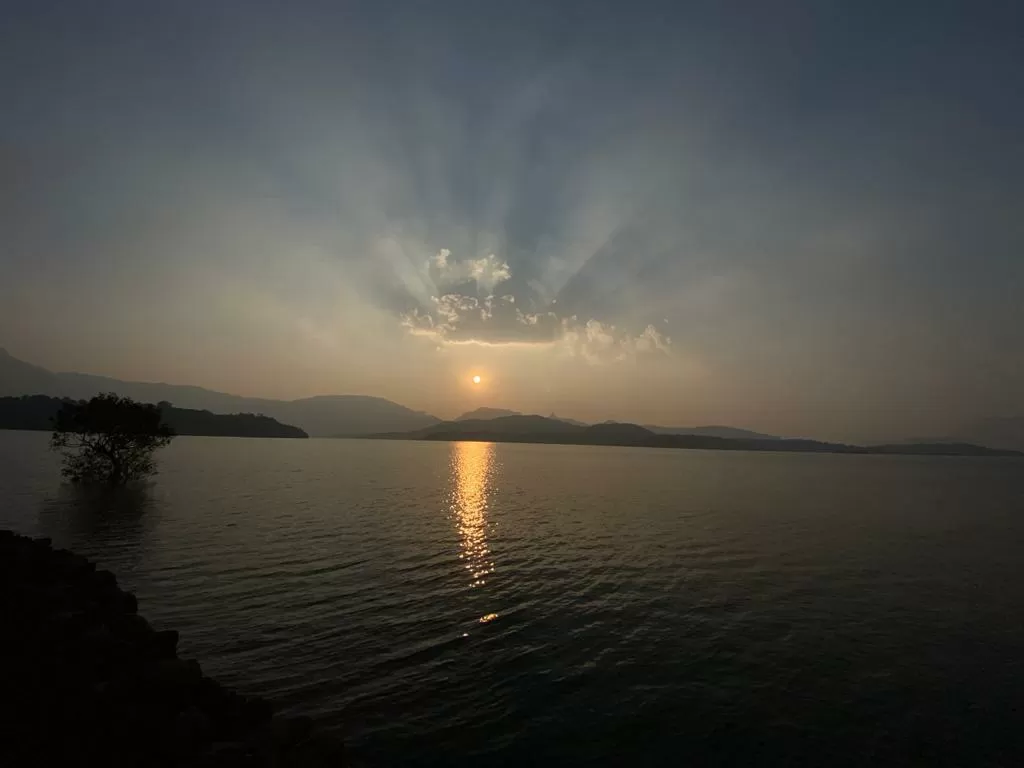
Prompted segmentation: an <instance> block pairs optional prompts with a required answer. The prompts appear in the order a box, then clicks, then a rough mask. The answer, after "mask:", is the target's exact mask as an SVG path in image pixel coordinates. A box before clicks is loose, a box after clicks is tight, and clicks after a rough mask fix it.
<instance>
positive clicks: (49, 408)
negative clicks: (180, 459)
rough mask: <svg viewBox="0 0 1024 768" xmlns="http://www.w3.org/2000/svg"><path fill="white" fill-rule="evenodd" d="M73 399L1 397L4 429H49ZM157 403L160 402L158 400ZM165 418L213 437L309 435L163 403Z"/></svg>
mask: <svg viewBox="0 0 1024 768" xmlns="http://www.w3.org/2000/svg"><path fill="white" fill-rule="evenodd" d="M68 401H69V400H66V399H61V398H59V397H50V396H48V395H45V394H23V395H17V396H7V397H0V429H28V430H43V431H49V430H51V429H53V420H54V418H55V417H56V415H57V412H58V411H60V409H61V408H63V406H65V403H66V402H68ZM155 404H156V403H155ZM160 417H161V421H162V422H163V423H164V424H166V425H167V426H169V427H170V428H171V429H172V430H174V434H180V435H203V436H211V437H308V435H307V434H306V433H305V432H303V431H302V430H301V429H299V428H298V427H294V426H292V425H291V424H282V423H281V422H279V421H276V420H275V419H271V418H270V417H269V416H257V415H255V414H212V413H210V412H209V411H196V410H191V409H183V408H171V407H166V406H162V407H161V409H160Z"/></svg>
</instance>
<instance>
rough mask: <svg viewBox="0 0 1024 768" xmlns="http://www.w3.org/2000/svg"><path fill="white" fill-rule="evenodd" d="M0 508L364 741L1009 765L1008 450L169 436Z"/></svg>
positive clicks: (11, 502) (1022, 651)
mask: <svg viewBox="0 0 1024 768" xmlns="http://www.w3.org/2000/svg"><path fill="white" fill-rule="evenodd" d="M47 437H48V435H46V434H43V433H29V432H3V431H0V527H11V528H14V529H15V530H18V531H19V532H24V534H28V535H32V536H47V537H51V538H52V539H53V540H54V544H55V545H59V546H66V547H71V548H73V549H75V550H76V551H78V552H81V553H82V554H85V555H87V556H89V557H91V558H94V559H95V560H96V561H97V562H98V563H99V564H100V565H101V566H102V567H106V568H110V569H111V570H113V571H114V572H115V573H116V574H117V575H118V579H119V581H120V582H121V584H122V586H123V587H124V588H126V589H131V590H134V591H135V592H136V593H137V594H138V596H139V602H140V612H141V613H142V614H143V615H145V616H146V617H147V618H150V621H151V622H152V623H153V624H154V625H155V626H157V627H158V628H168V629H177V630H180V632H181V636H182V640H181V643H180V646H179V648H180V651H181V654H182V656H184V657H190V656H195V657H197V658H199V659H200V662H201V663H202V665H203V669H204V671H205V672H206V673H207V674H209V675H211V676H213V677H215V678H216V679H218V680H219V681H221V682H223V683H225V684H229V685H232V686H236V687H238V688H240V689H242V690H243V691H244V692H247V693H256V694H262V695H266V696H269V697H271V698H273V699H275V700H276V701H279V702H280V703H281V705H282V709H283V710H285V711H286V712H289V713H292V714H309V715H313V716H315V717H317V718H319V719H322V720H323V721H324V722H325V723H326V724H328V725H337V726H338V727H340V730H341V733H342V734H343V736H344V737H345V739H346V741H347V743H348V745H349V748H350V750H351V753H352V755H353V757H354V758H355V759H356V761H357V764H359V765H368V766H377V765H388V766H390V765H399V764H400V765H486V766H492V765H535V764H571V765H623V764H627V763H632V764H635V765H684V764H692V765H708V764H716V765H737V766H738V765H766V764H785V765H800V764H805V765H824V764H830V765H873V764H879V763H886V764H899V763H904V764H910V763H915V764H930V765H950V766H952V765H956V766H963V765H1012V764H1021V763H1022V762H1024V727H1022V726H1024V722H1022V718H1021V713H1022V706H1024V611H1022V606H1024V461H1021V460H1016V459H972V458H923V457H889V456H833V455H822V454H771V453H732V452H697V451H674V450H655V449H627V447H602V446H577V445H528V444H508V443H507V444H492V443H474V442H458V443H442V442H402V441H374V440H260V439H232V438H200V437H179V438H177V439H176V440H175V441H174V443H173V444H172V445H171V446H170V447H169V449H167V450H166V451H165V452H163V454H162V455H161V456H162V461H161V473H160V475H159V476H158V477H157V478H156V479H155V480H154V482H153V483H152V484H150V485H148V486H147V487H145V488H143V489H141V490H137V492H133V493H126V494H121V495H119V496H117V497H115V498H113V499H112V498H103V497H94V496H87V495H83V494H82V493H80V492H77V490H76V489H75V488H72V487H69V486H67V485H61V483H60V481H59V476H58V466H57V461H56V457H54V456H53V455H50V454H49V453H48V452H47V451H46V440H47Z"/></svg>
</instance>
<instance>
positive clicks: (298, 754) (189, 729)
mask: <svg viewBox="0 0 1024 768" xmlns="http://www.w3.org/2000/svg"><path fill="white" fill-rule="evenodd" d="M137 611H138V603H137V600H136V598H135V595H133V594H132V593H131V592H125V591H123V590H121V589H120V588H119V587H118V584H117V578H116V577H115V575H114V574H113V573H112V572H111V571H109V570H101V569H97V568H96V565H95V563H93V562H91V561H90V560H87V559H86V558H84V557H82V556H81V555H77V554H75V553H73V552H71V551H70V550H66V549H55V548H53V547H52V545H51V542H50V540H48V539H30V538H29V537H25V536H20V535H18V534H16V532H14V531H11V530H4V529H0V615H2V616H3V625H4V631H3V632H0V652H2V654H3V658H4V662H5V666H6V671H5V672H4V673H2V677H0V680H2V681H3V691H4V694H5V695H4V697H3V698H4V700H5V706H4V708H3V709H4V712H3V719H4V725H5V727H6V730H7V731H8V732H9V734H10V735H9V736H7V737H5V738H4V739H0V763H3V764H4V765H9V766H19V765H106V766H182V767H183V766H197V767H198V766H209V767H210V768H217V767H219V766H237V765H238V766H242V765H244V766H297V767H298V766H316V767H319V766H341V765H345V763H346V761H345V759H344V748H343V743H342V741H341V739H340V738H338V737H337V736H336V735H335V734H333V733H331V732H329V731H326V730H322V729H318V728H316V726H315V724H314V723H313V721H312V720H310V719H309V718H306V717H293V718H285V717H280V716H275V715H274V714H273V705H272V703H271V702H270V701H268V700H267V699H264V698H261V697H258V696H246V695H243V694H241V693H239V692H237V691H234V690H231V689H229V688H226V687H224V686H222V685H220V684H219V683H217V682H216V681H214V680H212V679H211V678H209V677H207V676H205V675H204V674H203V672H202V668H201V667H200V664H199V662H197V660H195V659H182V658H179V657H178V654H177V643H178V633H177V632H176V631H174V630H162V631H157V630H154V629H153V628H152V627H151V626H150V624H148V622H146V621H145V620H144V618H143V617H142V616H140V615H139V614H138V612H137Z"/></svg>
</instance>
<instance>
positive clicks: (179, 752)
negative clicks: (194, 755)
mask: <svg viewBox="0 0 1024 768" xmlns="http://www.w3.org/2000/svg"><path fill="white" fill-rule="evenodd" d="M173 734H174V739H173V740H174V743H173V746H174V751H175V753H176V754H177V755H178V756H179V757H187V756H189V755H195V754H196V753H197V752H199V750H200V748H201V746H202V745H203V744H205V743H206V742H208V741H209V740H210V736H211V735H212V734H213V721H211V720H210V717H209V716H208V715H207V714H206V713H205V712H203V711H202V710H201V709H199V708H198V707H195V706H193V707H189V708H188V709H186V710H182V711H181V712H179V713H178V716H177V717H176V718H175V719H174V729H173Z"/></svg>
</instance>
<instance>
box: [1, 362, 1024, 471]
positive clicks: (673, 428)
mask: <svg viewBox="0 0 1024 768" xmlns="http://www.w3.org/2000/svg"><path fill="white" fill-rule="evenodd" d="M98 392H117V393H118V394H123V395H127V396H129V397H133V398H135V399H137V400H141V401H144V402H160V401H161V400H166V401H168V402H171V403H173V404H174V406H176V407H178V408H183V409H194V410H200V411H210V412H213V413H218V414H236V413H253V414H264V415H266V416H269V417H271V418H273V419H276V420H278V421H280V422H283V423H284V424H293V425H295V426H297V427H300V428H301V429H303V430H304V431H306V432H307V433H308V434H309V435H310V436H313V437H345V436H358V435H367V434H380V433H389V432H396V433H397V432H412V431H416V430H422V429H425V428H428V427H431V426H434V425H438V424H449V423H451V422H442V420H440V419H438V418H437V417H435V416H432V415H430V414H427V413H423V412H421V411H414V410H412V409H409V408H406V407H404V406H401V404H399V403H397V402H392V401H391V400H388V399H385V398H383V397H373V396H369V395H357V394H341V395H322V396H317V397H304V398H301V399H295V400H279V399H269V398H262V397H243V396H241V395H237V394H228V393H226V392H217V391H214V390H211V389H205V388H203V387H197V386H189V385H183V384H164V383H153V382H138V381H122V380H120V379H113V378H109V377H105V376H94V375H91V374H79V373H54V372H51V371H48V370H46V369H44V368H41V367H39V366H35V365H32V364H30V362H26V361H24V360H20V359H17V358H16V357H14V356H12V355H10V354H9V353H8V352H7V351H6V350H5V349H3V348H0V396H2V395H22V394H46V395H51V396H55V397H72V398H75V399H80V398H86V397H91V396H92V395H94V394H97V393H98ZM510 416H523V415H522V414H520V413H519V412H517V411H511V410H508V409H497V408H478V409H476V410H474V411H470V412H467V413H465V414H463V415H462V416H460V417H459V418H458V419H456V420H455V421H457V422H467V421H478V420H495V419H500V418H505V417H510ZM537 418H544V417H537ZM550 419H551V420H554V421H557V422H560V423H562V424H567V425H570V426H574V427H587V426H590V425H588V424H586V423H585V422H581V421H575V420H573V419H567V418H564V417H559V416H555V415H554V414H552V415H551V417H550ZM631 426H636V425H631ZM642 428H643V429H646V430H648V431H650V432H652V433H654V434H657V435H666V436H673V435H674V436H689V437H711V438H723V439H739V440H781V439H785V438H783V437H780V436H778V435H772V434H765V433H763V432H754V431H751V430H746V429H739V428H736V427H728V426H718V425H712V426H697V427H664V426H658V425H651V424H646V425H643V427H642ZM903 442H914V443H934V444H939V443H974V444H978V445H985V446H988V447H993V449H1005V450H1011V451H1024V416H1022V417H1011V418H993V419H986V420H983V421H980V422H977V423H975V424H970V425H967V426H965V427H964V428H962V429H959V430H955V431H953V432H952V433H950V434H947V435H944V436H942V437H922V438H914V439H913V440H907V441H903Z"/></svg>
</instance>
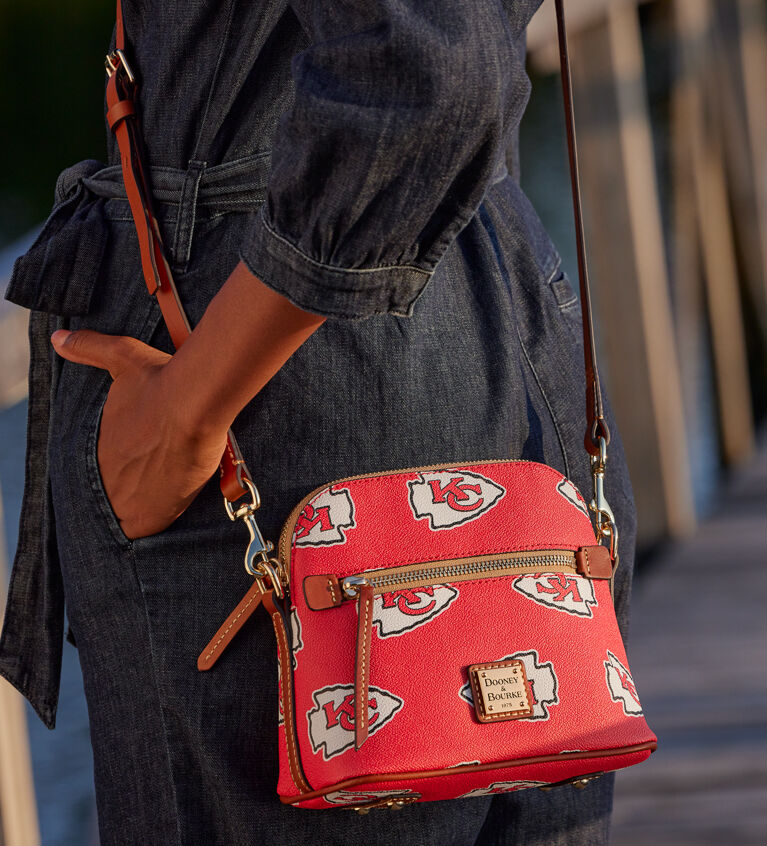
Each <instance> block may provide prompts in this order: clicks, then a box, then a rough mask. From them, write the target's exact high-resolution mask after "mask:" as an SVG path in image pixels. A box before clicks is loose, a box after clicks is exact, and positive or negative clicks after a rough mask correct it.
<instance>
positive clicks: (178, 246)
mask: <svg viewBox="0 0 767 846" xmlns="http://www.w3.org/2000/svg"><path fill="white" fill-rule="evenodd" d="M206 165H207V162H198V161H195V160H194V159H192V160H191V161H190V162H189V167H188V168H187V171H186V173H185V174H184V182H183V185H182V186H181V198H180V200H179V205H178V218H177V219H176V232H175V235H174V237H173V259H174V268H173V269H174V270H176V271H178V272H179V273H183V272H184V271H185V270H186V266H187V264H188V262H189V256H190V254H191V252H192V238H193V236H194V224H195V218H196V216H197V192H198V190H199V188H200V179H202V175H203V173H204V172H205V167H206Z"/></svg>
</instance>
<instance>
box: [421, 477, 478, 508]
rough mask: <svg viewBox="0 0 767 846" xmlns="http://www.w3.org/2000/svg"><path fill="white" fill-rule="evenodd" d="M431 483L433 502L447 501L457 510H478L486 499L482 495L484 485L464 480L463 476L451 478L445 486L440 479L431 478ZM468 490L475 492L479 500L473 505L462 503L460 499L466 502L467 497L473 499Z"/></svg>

- - - - - - -

_Aim of the exercise_
Nothing but the lines from the beginning of the material above through the line containing "negative clicks: (180, 459)" should appear in the answer, copied exactly and free of pictures.

_Written solution_
Prompted segmentation: an <instance> block pairs optional prompts with a required answer. The prompts appear in the order a box, then clicks, then a rough mask. The answer, after "mask:", is the target's exact mask as an SVG path in image pixel coordinates. A box before clicks is loose, a box after clicks is tight, and clicks after a rough mask fix it.
<instance>
positive clicks: (49, 408)
negative clicks: (180, 459)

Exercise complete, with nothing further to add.